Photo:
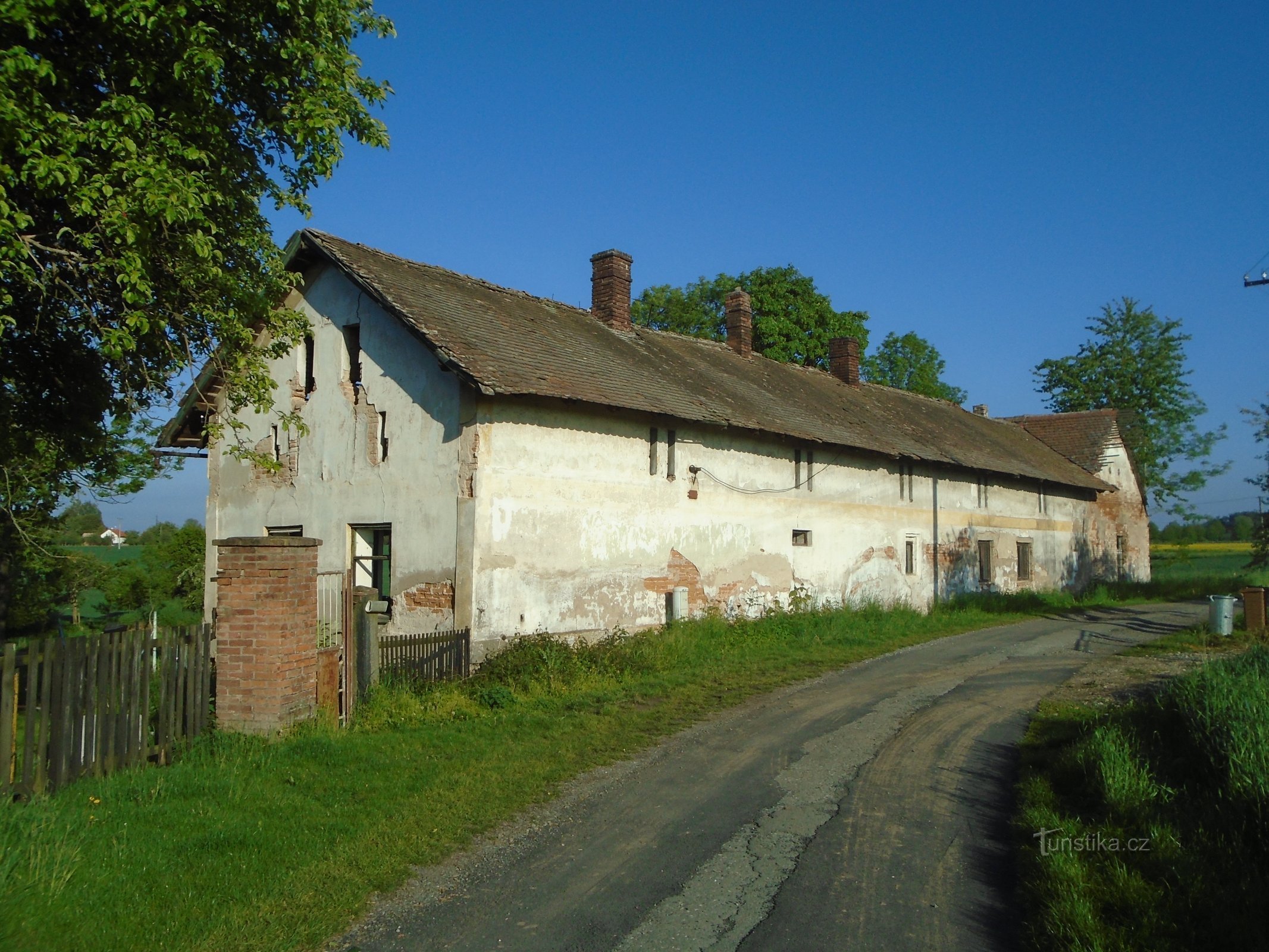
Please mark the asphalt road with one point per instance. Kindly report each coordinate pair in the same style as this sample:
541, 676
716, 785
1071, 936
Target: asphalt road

...

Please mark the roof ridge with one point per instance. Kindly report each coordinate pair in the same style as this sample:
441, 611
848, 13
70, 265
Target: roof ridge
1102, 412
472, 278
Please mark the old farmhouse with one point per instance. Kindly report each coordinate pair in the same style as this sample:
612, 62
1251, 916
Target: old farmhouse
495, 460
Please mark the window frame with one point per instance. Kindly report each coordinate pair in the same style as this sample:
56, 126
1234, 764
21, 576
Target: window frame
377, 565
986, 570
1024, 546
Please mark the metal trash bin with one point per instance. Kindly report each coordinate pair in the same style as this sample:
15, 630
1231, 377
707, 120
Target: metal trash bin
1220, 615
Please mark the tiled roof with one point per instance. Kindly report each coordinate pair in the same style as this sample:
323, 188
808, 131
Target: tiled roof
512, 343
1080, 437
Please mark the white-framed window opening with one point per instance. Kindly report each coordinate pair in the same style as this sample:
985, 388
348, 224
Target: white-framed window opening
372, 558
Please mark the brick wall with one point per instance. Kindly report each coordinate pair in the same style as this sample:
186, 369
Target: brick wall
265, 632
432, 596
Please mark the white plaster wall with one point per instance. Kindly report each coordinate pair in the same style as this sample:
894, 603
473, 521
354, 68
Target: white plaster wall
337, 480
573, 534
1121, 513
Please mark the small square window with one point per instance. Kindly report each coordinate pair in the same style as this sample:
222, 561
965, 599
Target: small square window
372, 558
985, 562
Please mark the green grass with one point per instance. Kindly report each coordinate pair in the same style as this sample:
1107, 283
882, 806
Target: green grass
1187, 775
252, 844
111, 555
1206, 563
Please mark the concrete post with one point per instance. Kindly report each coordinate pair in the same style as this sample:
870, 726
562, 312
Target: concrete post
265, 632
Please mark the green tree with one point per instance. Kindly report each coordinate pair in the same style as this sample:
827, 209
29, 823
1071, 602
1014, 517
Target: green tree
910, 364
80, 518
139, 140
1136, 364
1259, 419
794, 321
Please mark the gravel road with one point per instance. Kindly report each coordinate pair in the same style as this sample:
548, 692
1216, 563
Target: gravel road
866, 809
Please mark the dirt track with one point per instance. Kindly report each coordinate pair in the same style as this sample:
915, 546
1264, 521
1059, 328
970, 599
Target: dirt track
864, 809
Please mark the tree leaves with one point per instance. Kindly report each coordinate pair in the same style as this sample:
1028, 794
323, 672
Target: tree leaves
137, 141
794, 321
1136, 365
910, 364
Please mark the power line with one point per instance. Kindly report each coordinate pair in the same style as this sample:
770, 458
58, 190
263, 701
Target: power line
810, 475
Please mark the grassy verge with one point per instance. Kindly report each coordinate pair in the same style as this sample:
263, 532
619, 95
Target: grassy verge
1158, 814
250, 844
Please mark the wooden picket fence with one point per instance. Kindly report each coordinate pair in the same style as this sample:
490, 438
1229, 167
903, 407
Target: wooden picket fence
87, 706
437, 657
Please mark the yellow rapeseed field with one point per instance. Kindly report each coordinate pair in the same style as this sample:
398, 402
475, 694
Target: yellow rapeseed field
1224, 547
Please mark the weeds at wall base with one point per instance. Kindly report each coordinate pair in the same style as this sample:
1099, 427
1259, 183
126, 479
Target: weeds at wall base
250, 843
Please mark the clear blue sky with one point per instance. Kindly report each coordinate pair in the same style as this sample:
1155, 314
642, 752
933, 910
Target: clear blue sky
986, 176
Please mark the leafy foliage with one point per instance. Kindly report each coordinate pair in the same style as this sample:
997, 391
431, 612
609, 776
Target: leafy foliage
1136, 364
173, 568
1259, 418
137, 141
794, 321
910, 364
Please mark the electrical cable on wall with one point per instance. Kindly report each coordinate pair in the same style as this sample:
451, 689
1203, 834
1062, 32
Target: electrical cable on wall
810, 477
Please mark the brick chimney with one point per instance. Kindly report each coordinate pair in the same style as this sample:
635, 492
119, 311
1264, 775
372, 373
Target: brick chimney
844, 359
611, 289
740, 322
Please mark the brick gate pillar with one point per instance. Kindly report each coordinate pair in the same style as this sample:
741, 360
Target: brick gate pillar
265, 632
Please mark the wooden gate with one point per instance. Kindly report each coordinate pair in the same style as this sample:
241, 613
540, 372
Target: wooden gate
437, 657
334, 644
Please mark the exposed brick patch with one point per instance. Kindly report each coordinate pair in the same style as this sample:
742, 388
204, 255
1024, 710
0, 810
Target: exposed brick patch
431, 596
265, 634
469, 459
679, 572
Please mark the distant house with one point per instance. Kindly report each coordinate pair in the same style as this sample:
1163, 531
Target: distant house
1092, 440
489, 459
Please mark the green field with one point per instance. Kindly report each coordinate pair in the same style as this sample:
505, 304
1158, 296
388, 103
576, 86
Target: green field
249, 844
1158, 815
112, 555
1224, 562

* * *

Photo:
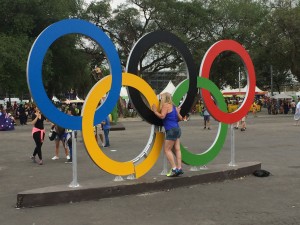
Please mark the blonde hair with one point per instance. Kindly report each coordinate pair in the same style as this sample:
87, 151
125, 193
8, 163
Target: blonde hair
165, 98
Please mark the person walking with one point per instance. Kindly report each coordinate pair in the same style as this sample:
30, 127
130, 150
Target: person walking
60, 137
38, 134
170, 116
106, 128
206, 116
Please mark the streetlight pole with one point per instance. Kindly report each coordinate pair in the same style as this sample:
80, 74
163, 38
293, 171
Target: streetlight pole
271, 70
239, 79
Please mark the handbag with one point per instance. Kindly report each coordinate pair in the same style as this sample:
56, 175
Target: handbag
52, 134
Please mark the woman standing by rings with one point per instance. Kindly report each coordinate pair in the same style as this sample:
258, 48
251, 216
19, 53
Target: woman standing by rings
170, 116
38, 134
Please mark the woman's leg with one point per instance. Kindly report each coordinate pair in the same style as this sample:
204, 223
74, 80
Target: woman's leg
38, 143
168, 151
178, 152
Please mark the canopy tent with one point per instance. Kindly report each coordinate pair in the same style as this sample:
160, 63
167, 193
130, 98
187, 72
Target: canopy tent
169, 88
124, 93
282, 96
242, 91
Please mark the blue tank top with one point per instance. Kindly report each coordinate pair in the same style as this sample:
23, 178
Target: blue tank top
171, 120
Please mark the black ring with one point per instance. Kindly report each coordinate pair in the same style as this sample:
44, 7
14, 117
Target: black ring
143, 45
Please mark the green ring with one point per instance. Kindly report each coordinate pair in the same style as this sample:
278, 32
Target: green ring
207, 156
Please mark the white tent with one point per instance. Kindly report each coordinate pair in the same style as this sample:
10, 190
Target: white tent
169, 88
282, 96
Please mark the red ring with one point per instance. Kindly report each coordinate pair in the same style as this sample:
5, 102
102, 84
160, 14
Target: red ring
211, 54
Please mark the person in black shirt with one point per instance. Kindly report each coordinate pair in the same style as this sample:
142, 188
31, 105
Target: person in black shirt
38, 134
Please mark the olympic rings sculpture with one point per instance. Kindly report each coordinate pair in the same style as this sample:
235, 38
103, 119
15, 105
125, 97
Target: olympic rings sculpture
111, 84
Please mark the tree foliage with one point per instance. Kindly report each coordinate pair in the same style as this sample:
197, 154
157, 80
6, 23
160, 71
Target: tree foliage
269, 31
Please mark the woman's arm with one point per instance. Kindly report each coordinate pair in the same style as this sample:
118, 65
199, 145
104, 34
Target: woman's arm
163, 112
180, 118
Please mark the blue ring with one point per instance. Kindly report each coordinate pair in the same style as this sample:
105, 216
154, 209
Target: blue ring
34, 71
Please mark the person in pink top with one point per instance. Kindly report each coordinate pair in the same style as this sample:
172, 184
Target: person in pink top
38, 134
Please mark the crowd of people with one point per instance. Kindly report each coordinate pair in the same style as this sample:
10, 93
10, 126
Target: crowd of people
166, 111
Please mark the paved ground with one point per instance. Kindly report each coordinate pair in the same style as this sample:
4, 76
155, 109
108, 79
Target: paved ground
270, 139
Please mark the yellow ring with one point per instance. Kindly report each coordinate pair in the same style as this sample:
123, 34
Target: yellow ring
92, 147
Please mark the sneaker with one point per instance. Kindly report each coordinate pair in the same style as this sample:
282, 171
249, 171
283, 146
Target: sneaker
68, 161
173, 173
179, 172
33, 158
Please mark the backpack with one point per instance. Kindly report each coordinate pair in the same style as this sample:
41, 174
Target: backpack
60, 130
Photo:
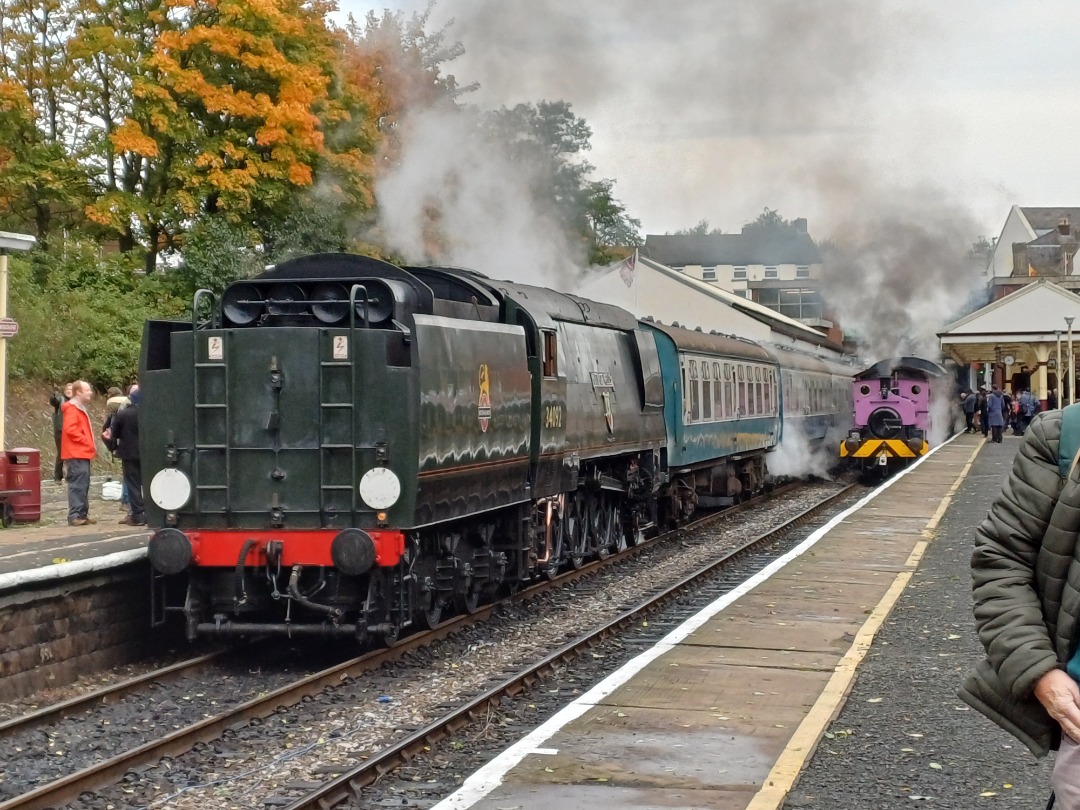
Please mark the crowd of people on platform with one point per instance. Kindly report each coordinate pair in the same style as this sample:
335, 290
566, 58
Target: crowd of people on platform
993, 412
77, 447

**Aim:**
Pull out every line of the listing above that contains the word "standing". Case counts.

**The completed task:**
Please mark the woman standing by rings with one point per instance. Kindly report each coordinate pair in the same style as this sample:
Target: woman standing by rings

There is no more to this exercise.